Description of the task:
List every line in the records below that contains the string "with". Case counts.

Supplied data:
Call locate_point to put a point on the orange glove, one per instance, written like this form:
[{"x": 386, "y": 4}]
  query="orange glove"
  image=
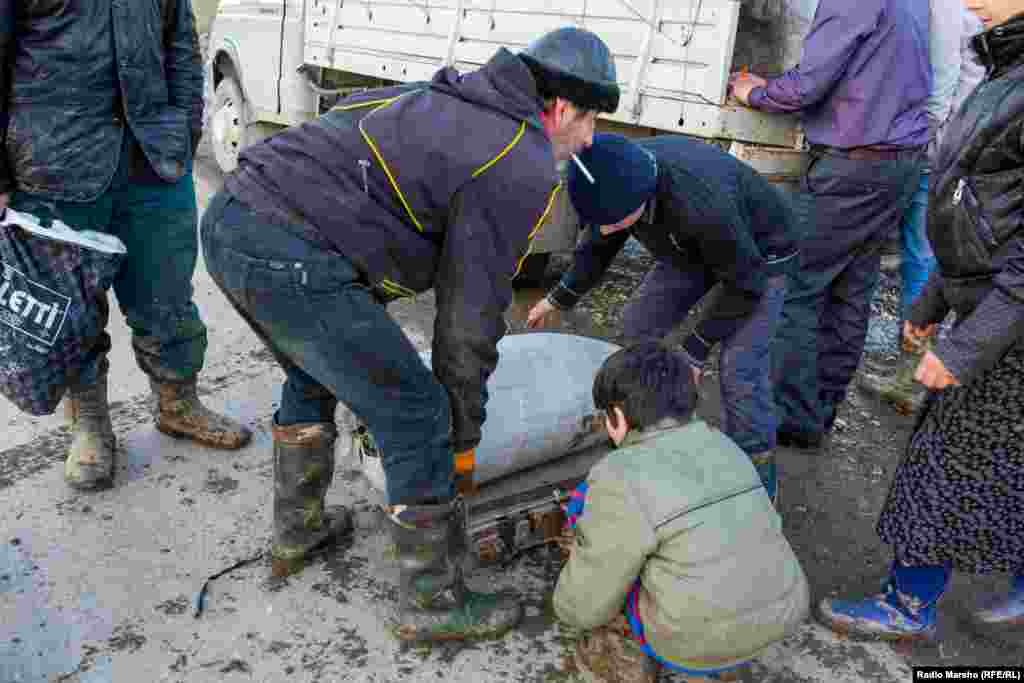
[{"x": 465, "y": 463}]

...

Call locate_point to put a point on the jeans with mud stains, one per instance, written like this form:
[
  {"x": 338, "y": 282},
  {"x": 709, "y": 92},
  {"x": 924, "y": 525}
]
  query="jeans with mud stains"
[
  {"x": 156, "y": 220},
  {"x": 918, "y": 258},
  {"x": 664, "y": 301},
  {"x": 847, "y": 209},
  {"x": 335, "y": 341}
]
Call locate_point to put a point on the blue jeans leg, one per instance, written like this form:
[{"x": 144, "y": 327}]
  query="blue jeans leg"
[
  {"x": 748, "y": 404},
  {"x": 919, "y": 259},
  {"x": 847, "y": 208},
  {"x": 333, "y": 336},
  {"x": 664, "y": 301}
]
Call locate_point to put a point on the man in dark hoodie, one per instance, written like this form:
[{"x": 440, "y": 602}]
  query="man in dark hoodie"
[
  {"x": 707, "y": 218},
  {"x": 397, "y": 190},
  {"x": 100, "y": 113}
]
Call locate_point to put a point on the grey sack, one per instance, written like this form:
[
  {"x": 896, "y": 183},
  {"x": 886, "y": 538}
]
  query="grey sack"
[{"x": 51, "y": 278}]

--

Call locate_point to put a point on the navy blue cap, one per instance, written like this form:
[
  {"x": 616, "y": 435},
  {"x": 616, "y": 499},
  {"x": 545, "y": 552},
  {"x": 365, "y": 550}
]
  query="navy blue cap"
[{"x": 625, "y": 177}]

Written reply:
Call locate_point to put a point on the jeans with mud stains, one per instance, written like this form:
  query="jeans with mud stains"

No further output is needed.